There Must Be a Reason

Most current American fiction,by its very nature, and especially science fiction and fantasy, generally tends to repudiate the “absurdist” movement of the French existentialists of the mid-twentieth century. Does this repudiation, both directly and through its indirect influence on other media, actually perpetuate the very question that the existentialists raised, as well as help fuel the high degree of religious belief in the United States? Now that I have at least a few readers stunned…

I’ll doubtless end up grossly oversimplifying, but since I don’t wish to write the equivalent of an English Ph.D. dissertation, we’ll go for a modicum of simplicity. Sartre and Camus and others of the absurdist school tended to put forth the proposition that, in essence, life had no intrinsic meaning, that it was “absurd,” and that, in as illustrated in Camus’s L’Etranger, the only real choice one had in life was what to do with one’s life, i.e., whether to take a meaningful step to end it or to let life continue meaninglessly.

The question is, simply enough: “Does an individual life have intrinsic worth or meaning by the mere fact of existence?” The absurdist view would tend to imply that it doesn’t. The deeply religious Christian view is that every single life has meaning to the Deity.

*Instructions*
1. Answer these from the essay on absurdism:
(a) Which novel by Camus does the essay on absurdism cite?
(b) Besides Camus, which writer of the absurdist school is named?
(c) What is the deeply religious Christian view of every single life?
2. Print the stretch of the essay on absurdism from "I’ll doubtless end" through "to the Deity.", word for word.
3. Carry on the essay on absurdism from its final sentence.

*Data lines*
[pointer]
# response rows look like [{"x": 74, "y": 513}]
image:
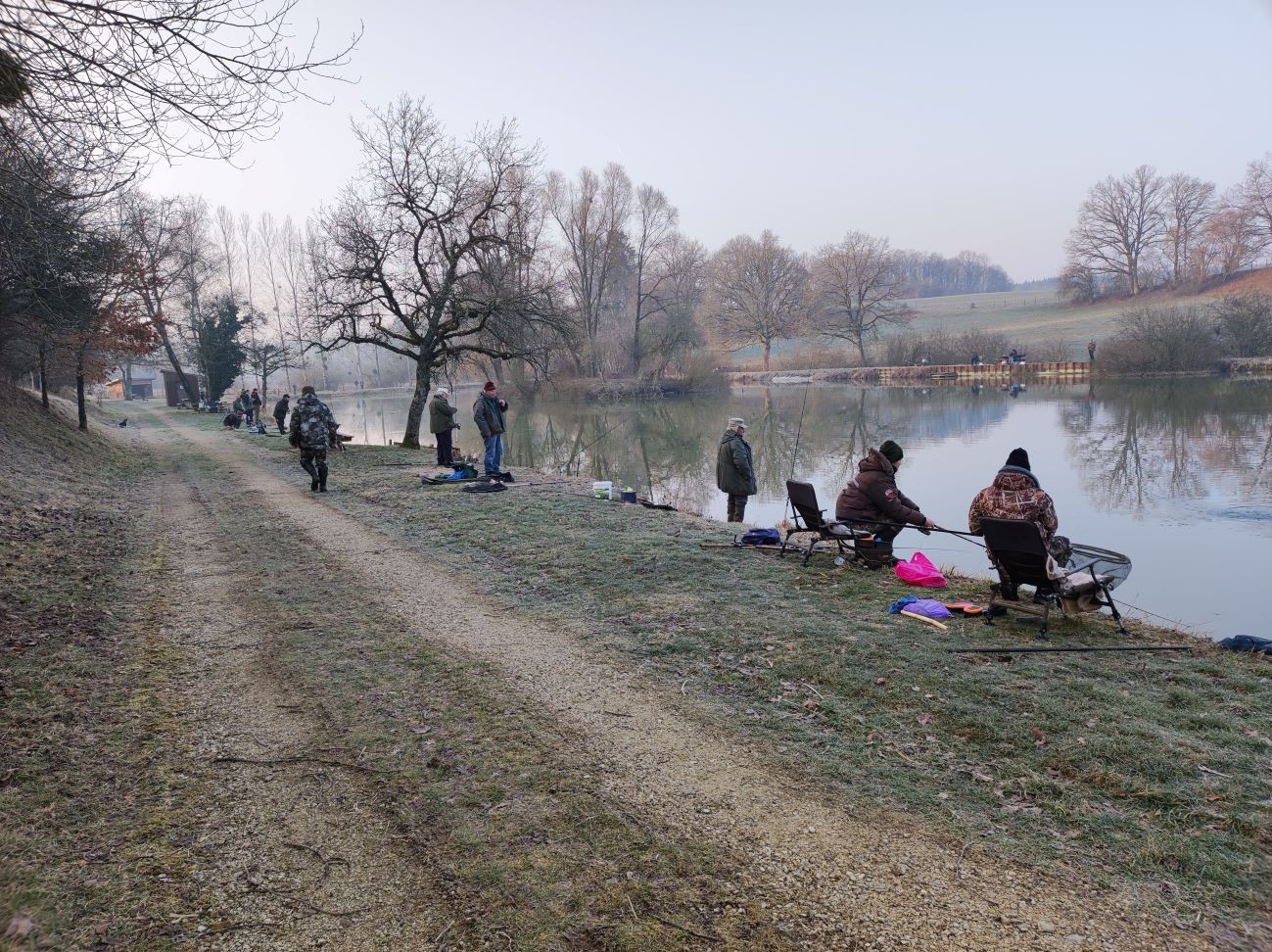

*Expected responses*
1.
(a) L’Etranger
(b) Sartre
(c) Every single life has meaning to the Deity.

2.
I’ll doubtless end up grossly oversimplifying, but since I don’t wish to write the equivalent of an English Ph.D. dissertation, we’ll go for a modicum of simplicity. Sartre and Camus and others of the absurdist school tended to put forth the proposition that, in essence, life had no intrinsic meaning, that it was “absurd,” and that, in as illustrated in Camus’s L’Etranger, the only real choice one had in life was what to do with one’s life, i.e., whether to take a meaningful step to end it or to let life continue meaninglessly.

The question is, simply enough: “Does an individual life have intrinsic worth or meaning by the mere fact of existence?” The absurdist view would tend to imply that it doesn’t. The deeply religious Christian view is that every single life has meaning to the Deity.

3.
While I can’t claim, and won’t, to have read even a significant faction of the something like 30,000 new adult fiction titles published every year, at times I have read a large fraction of what’s been published in the F&SF field, and I can’t recall more than a handful of books that discussed or considered intelligently the absurdist premises or more than a tiny fraction where the characters acted as though life had no intrinsic meaning. In some, a disturbing fraction, I have to admit, that intrinsic meaning was to be available to get slaughtered by the heroes or the villains, but a certain sense of value was still placed on the lives of even the most worthless.

Is this comparative authorial lack of interest in the possible meaninglessness of life bad? Not necessarily. In LeGuin’s The Left Hand of Darkness, however, one of her characters makes the statement that to oppose something is to maintain it. I’d suggest, following LeGuin’s words, that the continued cheerful, and unthinking assumption that life has intrinsic Deity-supported meaning leaves all too many readers and people wondering if that is really so… and why they should believe it.

For whatever wonder may be generated, though, very little finds its way to the printed fiction page.

I will offer one observation and clarification. Many, many authors speculate on the meaninglessness of a given character’s chosen life path, but that isn’t the same as whether life has an intrinsic meaning to or within the universe. In fact, I could even claim that the realization of or belief in a meaningless occupation or set of acts affirms the idea that life is meaningful in a cosmic sense — an application in a backwards way of LeGuin’s words.

Yet… on one side we have a universe some sixteen billion light years across in all directions with some 100 billion galaxies, each with between 50 and 100 billion stars, with the believers in intrinsic meaning claiming that each life has a special meaning. And there’s almost no one on the other side?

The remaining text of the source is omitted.